## DATA FOR THIS EXERCISE

------------------------

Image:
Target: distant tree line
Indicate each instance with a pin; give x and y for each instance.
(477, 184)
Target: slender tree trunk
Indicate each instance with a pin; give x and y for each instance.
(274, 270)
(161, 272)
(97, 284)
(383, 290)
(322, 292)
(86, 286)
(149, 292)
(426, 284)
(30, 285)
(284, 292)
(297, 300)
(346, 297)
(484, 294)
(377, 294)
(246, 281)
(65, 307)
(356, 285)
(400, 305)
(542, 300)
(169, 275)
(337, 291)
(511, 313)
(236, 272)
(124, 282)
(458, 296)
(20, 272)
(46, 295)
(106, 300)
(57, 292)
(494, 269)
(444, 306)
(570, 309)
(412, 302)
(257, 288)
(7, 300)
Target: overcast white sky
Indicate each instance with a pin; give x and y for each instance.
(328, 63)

------------------------

## PROBLEM STATEMENT
Reproduce every line of the rows above, requests included. Multiply each x and y coordinate in the answers by 1.7 and round it to a whole number, with halves rounding up.

## RESPONSE FOR THIS EXERCISE
Image:
Target: distant tree line
Indicate each instance with a pin; give x and y for each instance.
(811, 313)
Target: slender tree trunk
Indicate each instance with a pin; give x and y for each instance.
(466, 459)
(274, 462)
(165, 483)
(651, 493)
(547, 496)
(146, 486)
(253, 496)
(724, 483)
(51, 485)
(483, 496)
(505, 510)
(588, 505)
(823, 500)
(641, 500)
(418, 478)
(111, 522)
(605, 485)
(680, 519)
(921, 510)
(287, 468)
(573, 495)
(869, 532)
(401, 462)
(211, 479)
(779, 503)
(34, 462)
(78, 502)
(180, 510)
(97, 496)
(840, 457)
(755, 520)
(969, 525)
(700, 513)
(437, 490)
(12, 510)
Target: overcast white sky
Indicate each instance with a pin; give x and y for each instance.
(558, 107)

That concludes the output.